(from the collections of Meredith Dyer Sweet)
Just in time for Valentine’s Day, and during the time of year when we can use some extra beauty and grace in our lives, we present to you an exhibit of fans from the collections of Meredith Sweet, as well as some family valentines and items that were used by the genteel citizens of Rhode Island, such as calling cards.
Fans were used as early as 4000 years ago in ancient Egypt, and Chinese ladies used fans 3000 years ago. In the 17th century China was exporting fans to Europe, where the fans served many purposes, including offering “fan flirtation rules,” as a way of coping with the restricting social etiquette. For example, resting the fan on the right cheek meant “yes,” and resting it on the left cheek meant “no.” The fans in this collection are made of silk, cloth, and paper, and some have ivory handles and tassels. One fan is made in Japan, and another is an 1893 calendar fan. Floral designs can be seen, as well as an elegant black and gold fan.

◆ Information shown
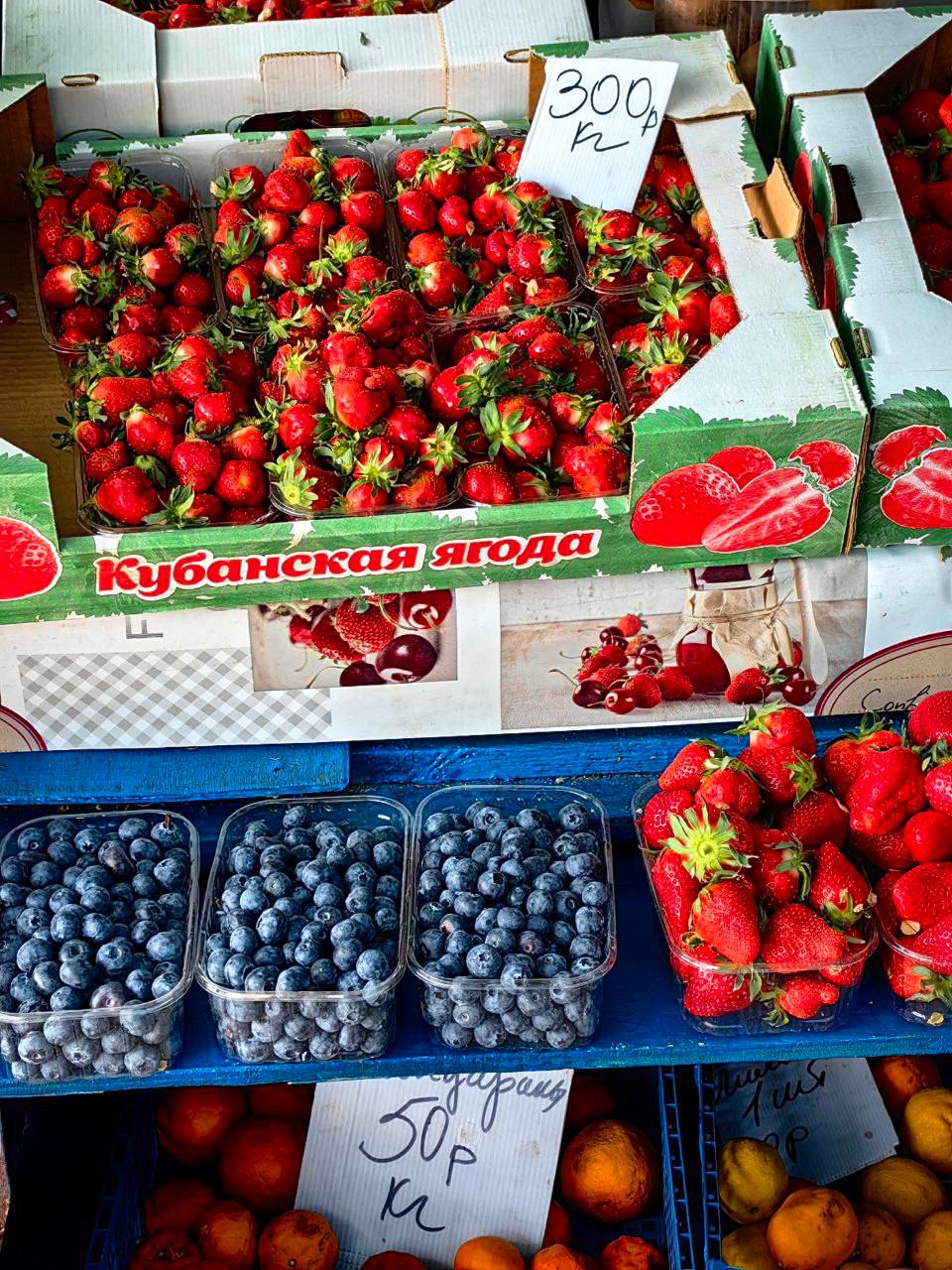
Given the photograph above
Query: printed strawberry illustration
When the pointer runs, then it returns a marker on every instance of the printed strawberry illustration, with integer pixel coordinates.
(777, 508)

◆ Exercise brief
Please resume the passage on the fan exhibit, placed above the data, and continue it from its final sentence.

◆ Task output
The valentines range from 19th century to early 20th century, including valentine postcards and moveable valentines. Family valentines are represented (Meredith and her brother Jerry sent cards, and there is a card “sent to Arthur by Aunt Emily when he was a little boy”), as well as valentines sent between friends (Meredith exchanged valentines with Long Island’s Gail Wood). One charming valentine contains this verse: “Hustle! Mr. Bachelor get yourself a wife, there’s nothing in this world thus half so sweet, you’re wasting half your life.”
Finally, in the exhibit can be seen a pair of delicate black hand mitts, which allowed a woman to do handwork, as well as show off flashy rings. A calling card which belonged to “Mrs. William O. Dyer” is clasped in a metal hand clip – another way to showcase how polite society handled visitors in the 19th century.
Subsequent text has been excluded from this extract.